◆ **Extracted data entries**
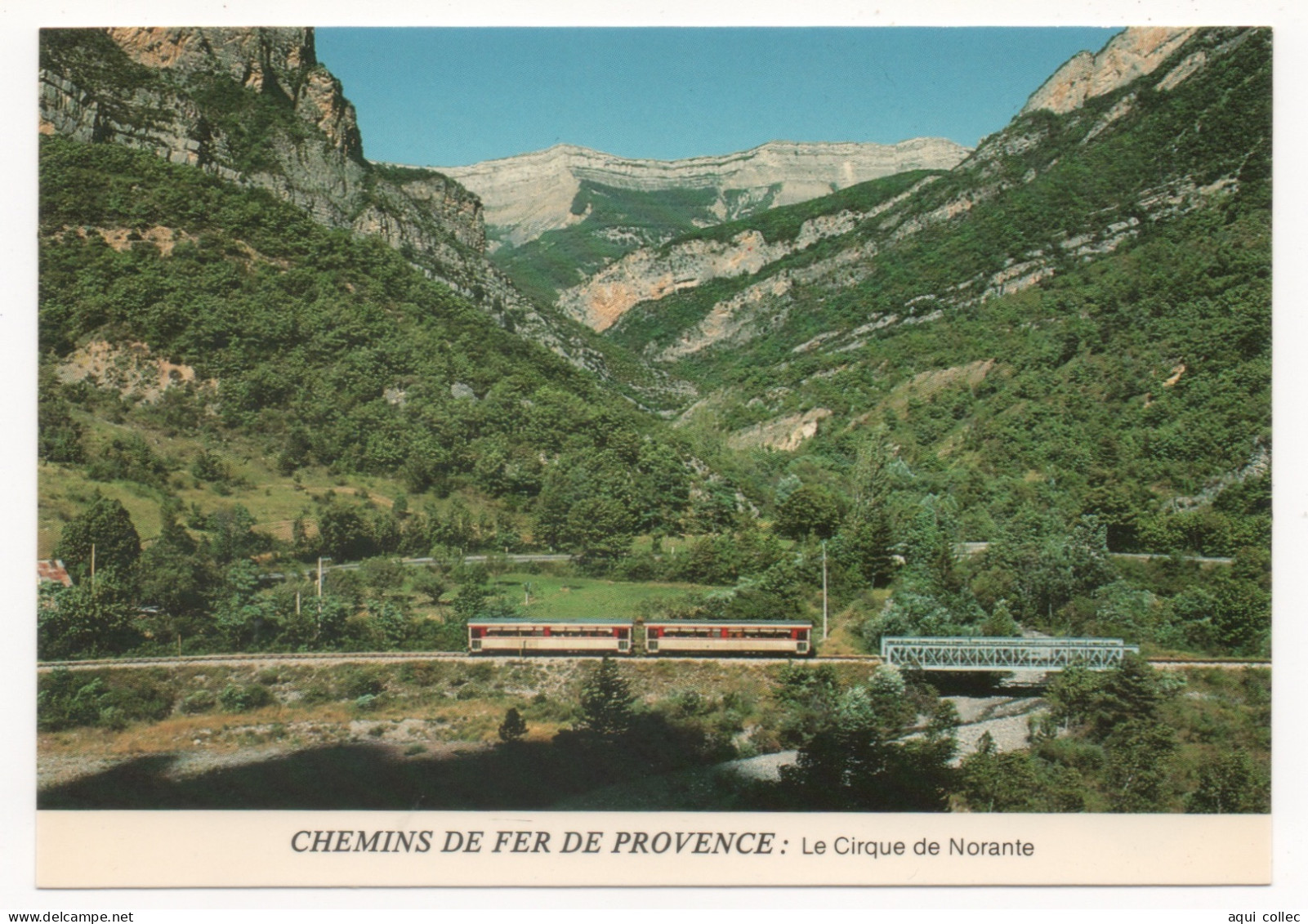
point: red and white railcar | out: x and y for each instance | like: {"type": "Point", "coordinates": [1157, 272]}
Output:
{"type": "Point", "coordinates": [555, 636]}
{"type": "Point", "coordinates": [729, 637]}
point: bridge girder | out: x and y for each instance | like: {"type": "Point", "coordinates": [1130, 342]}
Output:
{"type": "Point", "coordinates": [979, 654]}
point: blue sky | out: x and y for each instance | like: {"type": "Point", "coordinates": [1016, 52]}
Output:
{"type": "Point", "coordinates": [448, 97]}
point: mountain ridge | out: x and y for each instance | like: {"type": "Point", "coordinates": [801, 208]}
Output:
{"type": "Point", "coordinates": [526, 195]}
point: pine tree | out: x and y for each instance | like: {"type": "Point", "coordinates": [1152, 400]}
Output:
{"type": "Point", "coordinates": [606, 702]}
{"type": "Point", "coordinates": [513, 726]}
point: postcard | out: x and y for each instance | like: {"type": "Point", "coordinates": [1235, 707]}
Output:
{"type": "Point", "coordinates": [639, 457]}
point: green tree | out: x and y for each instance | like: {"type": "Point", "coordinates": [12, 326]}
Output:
{"type": "Point", "coordinates": [106, 525]}
{"type": "Point", "coordinates": [1016, 782]}
{"type": "Point", "coordinates": [1230, 784]}
{"type": "Point", "coordinates": [809, 511]}
{"type": "Point", "coordinates": [87, 621]}
{"type": "Point", "coordinates": [864, 758]}
{"type": "Point", "coordinates": [513, 726]}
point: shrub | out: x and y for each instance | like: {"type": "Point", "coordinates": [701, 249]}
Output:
{"type": "Point", "coordinates": [367, 703]}
{"type": "Point", "coordinates": [243, 699]}
{"type": "Point", "coordinates": [202, 700]}
{"type": "Point", "coordinates": [361, 684]}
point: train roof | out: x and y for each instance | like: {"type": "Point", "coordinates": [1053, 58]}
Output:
{"type": "Point", "coordinates": [534, 621]}
{"type": "Point", "coordinates": [607, 621]}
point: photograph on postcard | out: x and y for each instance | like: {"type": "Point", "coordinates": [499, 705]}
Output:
{"type": "Point", "coordinates": [648, 421]}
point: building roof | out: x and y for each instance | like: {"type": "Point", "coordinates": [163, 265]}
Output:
{"type": "Point", "coordinates": [52, 571]}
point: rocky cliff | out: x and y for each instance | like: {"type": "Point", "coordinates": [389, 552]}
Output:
{"type": "Point", "coordinates": [1048, 165]}
{"type": "Point", "coordinates": [1127, 56]}
{"type": "Point", "coordinates": [530, 194]}
{"type": "Point", "coordinates": [257, 108]}
{"type": "Point", "coordinates": [652, 274]}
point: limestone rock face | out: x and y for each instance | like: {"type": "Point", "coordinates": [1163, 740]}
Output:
{"type": "Point", "coordinates": [169, 92]}
{"type": "Point", "coordinates": [530, 194]}
{"type": "Point", "coordinates": [1127, 56]}
{"type": "Point", "coordinates": [650, 274]}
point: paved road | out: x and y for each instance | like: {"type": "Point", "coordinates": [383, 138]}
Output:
{"type": "Point", "coordinates": [467, 559]}
{"type": "Point", "coordinates": [382, 657]}
{"type": "Point", "coordinates": [977, 547]}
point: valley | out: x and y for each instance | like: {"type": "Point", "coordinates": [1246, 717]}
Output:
{"type": "Point", "coordinates": [1022, 389]}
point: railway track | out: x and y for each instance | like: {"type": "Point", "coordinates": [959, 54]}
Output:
{"type": "Point", "coordinates": [382, 657]}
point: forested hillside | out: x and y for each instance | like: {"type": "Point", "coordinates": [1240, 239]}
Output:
{"type": "Point", "coordinates": [1060, 348]}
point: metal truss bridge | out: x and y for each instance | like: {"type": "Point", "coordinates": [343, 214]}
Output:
{"type": "Point", "coordinates": [979, 654]}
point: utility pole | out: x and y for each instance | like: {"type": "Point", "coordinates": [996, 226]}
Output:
{"type": "Point", "coordinates": [319, 593]}
{"type": "Point", "coordinates": [824, 591]}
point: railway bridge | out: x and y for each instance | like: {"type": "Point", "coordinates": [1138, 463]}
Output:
{"type": "Point", "coordinates": [977, 654]}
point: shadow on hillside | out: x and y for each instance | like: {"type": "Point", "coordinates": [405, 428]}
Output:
{"type": "Point", "coordinates": [520, 775]}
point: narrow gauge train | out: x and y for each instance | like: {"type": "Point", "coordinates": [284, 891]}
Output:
{"type": "Point", "coordinates": [557, 636]}
{"type": "Point", "coordinates": [613, 636]}
{"type": "Point", "coordinates": [729, 637]}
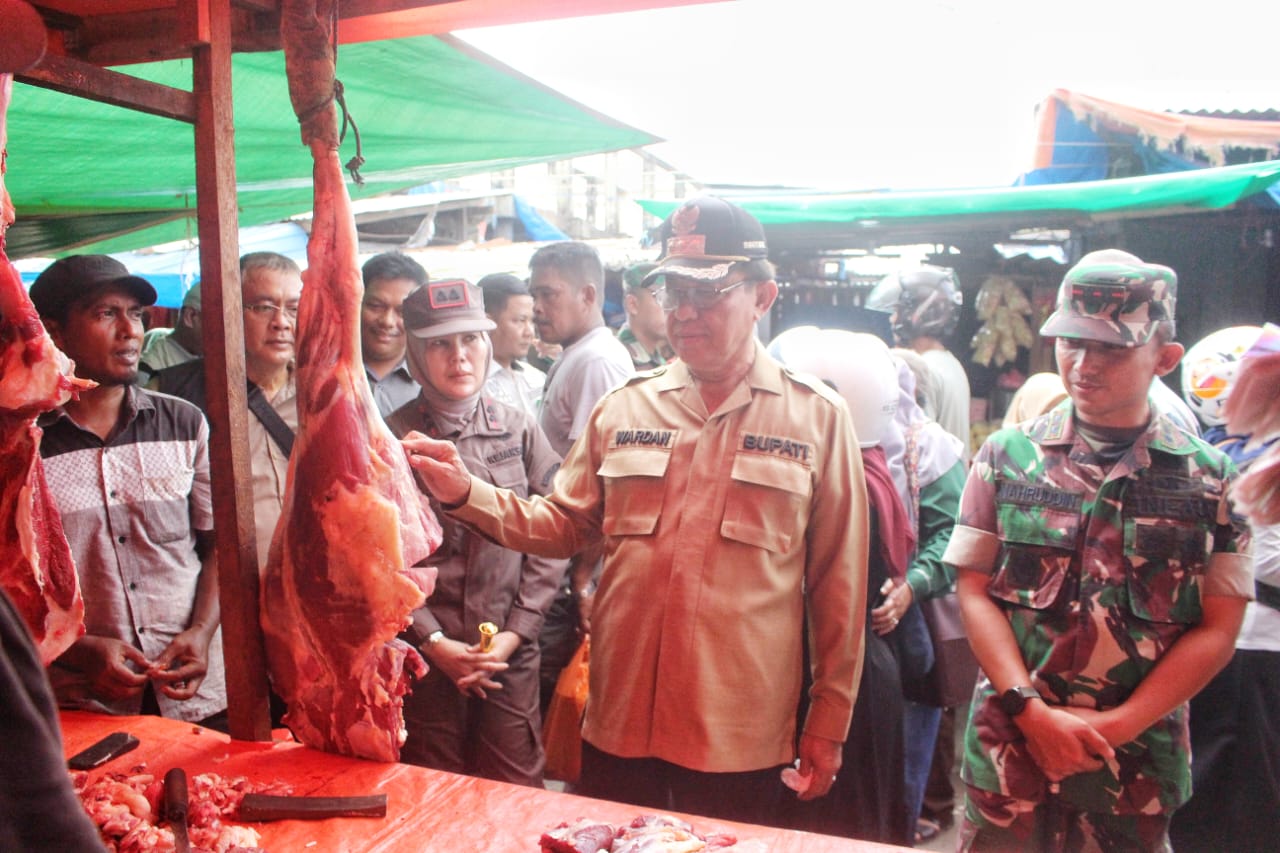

◆ **PROBLEM**
If a line in the entries contains the word "hillside", copy that line out.

◆ **ANSWER TO THIS EXERCISE**
point: forested hillside | out: x and y for each instance | like: {"type": "Point", "coordinates": [1240, 239]}
point: shadow on hillside | out: x and y for each instance | like: {"type": "Point", "coordinates": [405, 428]}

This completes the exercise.